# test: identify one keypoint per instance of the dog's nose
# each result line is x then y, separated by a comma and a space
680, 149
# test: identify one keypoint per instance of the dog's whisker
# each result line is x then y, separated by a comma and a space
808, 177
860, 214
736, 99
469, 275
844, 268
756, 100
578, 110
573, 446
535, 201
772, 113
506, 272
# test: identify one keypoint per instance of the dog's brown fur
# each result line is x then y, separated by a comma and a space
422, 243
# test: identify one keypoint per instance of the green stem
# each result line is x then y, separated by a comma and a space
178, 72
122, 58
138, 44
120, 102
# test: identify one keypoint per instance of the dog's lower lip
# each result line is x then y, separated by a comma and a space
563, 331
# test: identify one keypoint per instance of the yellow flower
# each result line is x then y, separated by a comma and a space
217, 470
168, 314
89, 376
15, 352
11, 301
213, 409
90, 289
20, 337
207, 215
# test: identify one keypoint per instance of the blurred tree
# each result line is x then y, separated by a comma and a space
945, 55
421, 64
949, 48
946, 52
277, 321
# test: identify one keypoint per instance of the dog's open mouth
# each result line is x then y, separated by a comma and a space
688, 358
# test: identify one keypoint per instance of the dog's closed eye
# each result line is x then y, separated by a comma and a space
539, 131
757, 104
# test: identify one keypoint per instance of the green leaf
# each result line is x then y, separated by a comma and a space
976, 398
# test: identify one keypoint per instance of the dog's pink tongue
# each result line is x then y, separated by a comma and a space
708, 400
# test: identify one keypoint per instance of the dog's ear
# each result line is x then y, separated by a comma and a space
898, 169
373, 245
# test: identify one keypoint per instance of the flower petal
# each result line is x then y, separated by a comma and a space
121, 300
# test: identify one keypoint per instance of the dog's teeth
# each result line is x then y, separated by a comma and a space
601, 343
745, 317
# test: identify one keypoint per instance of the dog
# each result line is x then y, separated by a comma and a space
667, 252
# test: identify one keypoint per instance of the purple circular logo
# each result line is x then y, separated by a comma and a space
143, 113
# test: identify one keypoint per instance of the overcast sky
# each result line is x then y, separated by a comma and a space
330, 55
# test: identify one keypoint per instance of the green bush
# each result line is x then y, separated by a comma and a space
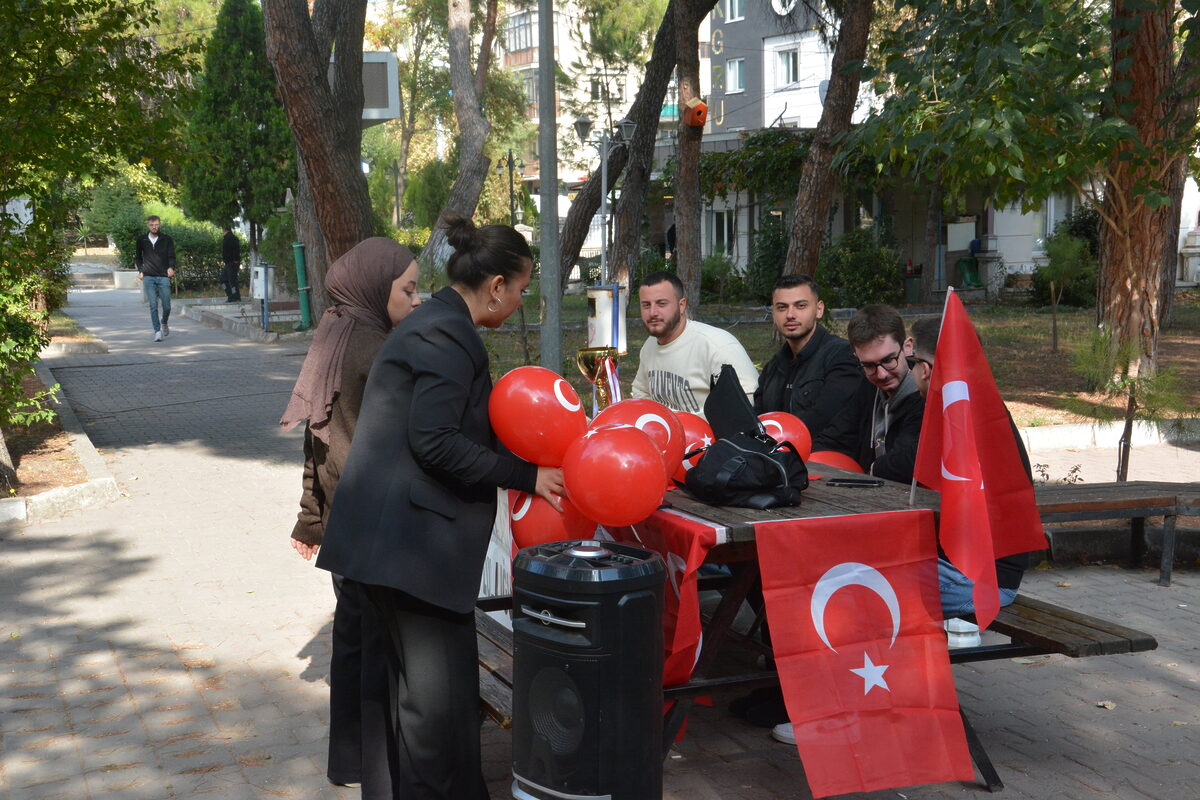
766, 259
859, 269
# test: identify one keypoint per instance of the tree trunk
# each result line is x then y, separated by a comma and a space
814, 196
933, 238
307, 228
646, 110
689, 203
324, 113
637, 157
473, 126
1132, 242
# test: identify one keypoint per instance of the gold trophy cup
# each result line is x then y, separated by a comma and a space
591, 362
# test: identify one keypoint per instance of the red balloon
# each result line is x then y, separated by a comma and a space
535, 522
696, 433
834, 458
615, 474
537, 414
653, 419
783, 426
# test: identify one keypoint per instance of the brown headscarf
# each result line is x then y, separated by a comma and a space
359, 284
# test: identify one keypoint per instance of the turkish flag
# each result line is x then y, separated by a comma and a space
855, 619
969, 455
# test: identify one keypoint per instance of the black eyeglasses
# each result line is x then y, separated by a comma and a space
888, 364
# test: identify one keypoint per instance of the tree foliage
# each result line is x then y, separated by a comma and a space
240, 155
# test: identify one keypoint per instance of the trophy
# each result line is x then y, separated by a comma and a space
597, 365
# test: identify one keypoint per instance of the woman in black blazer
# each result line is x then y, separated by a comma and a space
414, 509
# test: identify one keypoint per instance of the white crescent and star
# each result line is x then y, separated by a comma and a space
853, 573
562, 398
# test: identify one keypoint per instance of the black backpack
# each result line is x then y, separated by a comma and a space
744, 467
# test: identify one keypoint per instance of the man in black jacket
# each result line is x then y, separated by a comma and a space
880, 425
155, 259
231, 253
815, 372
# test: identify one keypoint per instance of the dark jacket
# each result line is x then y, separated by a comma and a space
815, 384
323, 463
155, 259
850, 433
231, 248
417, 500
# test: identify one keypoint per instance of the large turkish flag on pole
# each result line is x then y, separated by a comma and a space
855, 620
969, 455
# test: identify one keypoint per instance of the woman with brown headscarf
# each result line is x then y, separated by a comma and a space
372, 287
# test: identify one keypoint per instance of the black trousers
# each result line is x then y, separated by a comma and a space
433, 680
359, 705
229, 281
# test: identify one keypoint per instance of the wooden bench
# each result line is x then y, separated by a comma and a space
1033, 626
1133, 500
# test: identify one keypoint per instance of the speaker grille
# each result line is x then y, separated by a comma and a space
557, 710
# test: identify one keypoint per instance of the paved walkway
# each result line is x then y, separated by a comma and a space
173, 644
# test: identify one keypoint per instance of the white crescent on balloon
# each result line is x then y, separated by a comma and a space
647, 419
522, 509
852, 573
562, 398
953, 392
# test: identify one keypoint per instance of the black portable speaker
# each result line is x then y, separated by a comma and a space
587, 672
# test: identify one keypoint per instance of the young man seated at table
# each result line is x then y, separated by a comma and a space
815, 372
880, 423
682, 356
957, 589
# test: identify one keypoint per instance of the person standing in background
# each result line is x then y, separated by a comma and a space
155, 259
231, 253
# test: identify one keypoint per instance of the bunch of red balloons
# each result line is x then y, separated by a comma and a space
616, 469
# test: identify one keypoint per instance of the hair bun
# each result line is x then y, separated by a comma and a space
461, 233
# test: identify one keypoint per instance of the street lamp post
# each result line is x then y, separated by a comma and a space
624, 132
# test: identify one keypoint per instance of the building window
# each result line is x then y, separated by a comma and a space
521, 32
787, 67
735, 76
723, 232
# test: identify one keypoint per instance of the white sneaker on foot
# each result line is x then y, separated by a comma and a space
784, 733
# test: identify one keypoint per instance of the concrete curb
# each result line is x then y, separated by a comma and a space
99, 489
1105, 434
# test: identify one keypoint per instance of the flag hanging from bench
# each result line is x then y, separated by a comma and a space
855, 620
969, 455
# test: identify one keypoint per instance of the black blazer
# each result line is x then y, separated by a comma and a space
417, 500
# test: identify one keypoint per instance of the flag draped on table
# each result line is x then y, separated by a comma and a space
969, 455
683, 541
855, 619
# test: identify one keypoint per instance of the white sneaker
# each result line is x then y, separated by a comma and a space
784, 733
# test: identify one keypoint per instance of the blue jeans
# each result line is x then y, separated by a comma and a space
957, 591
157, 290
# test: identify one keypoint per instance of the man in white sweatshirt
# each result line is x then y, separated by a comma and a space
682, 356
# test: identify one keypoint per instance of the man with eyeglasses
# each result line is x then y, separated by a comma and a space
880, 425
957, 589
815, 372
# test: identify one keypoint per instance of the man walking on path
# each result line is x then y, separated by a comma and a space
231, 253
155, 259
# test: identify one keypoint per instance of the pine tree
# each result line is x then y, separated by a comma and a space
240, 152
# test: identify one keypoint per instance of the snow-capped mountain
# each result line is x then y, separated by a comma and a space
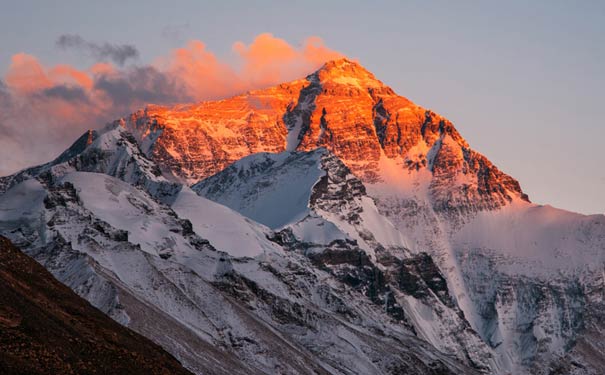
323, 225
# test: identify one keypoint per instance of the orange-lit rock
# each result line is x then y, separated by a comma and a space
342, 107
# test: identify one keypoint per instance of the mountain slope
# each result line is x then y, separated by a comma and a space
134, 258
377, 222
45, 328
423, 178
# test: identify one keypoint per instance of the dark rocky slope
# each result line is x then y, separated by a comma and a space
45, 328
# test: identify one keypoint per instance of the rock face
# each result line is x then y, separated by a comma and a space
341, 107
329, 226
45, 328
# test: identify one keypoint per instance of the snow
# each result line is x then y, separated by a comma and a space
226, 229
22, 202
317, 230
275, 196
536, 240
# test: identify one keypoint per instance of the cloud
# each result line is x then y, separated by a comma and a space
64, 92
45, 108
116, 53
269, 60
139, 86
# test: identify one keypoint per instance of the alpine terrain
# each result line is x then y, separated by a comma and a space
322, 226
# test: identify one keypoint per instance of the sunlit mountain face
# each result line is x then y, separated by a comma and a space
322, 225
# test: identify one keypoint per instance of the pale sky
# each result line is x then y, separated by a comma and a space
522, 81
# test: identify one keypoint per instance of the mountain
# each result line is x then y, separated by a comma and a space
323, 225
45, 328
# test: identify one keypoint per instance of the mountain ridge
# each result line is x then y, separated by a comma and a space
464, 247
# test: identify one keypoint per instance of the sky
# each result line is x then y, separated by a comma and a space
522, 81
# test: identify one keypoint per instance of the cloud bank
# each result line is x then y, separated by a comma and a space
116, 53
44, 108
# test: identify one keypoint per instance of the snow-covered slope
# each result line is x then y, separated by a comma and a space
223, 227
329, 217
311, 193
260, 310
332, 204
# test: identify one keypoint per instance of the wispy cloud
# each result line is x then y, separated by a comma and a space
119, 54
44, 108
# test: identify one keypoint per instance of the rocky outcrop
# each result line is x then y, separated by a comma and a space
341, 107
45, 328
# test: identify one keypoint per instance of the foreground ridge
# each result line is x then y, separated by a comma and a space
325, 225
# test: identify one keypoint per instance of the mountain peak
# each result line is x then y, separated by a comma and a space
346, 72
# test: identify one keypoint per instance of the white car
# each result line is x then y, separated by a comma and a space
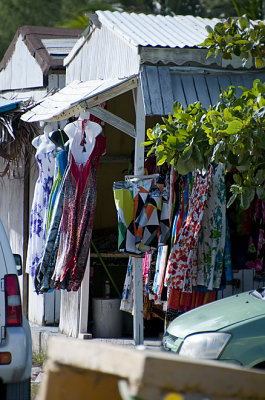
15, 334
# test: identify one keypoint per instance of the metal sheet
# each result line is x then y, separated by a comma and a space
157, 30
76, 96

:::

▸ **WRITTEN EXERCISE**: Write out exactly the lines from the one containing "# test: identify one keypoint per instance of the rocky" through the last line of the records above, both ends included, and leave out any pictures.

▸ **EXERCISE RESULT**:
# test: identify one keypoint per instance of the rocky outcrop
# each result line is x then y, separated by a comma and a space
341, 107
45, 328
# test: identify one keypoint per instance of the foreground ridge
# each result line is x then y, separated by a comma and a space
325, 225
# test: identify one keypoint per instance of the mountain peak
# each result line is x then y, separated by a comma and a space
346, 72
# test: identify one keypoint per instance of the white car
# each result line is x then y, separated by a comma and a space
15, 334
# test: identify one keypoint per instance of the metal sheet
# each result line is x then y, separated by a comma and a space
157, 30
76, 96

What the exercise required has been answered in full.